◆ Instruction ◆
Copy the rows from the line with "Target: wrinkled forehead" through the end of the rows, replacing "eyeglass" with "spectacle" and leaving everything else unchanged.
— start Records shown —
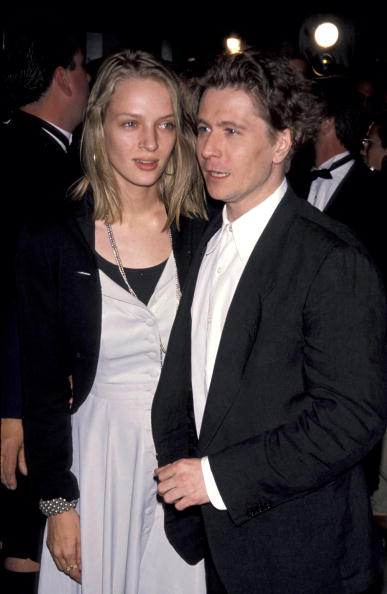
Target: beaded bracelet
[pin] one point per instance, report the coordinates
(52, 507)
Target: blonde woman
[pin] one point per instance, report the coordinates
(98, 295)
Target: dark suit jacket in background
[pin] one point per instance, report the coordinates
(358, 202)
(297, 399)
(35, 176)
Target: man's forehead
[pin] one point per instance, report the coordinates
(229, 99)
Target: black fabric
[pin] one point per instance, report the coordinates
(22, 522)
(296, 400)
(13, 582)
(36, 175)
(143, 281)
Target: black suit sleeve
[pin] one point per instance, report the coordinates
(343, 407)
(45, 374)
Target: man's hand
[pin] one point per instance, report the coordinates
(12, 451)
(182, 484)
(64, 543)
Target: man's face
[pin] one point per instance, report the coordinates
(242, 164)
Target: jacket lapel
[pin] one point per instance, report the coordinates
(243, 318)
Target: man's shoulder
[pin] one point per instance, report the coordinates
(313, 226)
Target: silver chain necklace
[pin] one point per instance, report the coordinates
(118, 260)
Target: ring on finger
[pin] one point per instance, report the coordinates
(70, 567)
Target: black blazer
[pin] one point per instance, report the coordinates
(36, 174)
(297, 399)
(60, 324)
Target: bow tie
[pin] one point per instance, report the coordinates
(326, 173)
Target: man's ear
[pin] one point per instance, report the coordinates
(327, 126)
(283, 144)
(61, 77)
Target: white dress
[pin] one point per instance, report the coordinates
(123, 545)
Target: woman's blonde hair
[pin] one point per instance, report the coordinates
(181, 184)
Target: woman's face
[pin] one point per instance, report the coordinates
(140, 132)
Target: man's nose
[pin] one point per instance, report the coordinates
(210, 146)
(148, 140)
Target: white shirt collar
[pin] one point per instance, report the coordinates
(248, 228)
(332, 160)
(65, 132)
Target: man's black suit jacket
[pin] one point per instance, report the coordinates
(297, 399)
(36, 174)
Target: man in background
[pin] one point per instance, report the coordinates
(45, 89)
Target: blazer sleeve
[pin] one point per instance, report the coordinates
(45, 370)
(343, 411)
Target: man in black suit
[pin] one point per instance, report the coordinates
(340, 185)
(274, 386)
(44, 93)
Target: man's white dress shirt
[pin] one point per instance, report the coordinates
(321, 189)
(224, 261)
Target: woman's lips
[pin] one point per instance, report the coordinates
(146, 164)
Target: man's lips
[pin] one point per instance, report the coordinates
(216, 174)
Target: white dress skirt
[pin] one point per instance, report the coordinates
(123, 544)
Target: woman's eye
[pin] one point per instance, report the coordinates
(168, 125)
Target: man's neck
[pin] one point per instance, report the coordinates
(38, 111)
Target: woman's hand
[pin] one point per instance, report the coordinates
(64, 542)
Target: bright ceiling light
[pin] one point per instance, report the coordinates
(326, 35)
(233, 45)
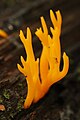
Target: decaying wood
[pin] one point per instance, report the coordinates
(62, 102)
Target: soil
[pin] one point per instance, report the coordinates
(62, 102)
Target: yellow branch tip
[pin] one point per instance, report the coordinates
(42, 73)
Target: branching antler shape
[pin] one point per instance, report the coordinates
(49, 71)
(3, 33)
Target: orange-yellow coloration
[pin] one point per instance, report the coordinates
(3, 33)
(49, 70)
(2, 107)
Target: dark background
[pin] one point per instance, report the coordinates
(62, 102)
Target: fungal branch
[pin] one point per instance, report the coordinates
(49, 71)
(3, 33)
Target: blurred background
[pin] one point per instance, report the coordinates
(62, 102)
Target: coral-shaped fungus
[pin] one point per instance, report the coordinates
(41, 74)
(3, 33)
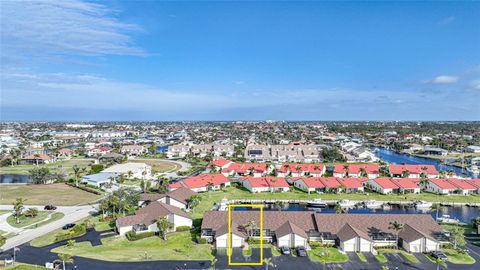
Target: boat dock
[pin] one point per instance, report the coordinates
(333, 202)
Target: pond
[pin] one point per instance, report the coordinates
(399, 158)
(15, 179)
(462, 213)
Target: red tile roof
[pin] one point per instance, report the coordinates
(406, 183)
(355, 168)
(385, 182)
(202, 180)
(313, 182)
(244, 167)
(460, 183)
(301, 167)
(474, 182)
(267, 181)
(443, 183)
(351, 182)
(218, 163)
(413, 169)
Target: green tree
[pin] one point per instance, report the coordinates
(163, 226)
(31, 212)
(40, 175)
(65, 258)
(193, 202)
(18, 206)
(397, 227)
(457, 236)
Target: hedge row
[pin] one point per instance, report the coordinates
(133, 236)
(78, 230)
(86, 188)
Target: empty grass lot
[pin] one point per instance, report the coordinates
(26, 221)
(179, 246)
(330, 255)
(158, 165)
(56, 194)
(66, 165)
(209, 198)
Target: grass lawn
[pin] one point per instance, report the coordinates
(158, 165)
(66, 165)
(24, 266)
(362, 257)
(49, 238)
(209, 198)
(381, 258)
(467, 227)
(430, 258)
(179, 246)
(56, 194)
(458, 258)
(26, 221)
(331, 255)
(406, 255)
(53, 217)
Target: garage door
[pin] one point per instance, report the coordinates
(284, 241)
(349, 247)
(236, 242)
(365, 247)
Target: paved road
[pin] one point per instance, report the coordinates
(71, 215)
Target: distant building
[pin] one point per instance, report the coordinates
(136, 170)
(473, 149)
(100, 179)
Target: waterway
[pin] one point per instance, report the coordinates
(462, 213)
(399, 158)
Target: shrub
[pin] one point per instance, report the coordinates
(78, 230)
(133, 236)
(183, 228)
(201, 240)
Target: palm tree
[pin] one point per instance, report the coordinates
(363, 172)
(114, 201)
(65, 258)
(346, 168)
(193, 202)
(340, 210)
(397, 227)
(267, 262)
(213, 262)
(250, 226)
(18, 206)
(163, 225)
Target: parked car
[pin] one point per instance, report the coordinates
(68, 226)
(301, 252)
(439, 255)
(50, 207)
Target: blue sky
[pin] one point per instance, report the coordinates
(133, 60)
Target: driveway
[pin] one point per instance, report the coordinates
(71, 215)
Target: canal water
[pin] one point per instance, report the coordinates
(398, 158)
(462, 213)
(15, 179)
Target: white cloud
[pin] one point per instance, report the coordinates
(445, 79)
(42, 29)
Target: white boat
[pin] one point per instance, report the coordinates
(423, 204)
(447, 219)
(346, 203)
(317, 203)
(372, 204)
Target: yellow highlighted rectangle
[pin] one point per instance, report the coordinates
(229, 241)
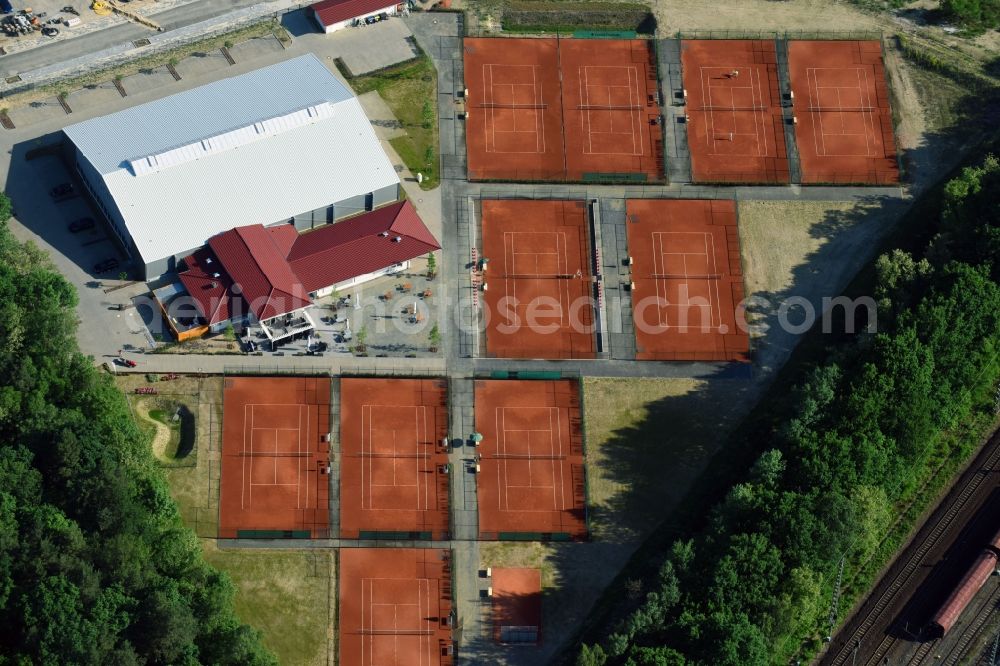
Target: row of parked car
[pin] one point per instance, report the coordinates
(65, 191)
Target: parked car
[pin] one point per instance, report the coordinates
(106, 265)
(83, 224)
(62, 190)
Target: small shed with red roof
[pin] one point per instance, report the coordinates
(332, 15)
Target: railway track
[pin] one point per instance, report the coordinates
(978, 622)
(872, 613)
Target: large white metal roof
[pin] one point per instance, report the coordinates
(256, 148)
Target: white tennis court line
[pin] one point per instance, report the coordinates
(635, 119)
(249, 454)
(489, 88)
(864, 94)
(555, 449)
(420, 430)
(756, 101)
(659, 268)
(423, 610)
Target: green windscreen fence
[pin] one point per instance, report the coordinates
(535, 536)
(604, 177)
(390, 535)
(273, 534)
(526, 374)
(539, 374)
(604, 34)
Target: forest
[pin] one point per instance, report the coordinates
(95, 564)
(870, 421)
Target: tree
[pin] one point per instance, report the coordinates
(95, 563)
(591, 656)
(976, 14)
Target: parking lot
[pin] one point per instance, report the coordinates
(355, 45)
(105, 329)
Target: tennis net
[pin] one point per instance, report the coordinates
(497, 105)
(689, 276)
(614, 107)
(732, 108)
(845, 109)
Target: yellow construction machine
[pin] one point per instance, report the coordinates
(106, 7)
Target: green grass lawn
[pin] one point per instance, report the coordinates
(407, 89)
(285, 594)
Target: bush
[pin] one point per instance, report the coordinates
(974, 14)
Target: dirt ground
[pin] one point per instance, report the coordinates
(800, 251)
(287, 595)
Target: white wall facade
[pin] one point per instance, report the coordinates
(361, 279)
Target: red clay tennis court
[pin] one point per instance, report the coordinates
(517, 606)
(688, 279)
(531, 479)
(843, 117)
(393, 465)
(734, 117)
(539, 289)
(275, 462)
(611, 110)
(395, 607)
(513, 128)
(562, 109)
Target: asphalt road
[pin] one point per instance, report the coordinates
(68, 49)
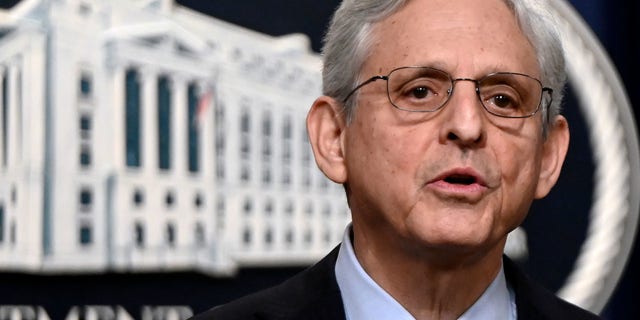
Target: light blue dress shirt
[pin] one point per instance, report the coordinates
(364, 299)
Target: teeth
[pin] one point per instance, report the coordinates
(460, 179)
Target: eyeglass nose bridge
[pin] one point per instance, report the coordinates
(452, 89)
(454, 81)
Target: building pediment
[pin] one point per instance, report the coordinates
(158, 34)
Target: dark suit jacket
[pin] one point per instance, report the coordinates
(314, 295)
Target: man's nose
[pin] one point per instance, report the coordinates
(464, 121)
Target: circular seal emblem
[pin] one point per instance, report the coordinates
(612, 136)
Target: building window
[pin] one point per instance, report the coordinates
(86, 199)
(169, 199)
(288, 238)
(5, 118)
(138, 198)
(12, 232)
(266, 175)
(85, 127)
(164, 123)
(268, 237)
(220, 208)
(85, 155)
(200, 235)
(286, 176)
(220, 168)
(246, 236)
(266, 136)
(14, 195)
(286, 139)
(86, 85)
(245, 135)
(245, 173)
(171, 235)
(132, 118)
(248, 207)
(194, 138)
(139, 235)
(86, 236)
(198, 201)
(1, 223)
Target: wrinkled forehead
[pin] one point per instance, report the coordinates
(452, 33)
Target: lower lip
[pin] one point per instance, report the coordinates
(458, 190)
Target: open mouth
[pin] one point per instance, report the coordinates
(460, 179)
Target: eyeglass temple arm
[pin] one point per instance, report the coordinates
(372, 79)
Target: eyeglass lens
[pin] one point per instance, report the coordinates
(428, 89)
— end Records shown —
◆ Response to this exercise ◆
Target: wrinkled forehead
[pin] one point per instance, report the coordinates
(452, 33)
Target: lower lip
[pin] one point per instance, report the coordinates
(458, 190)
Target: open mouth
[pin] one point per instance, report the coordinates
(460, 179)
Target: spectacle temple arm
[pin] one point per instance, report the coordinates
(372, 79)
Target: spectacle lens
[pin] one point per instance, report the coordinates
(428, 89)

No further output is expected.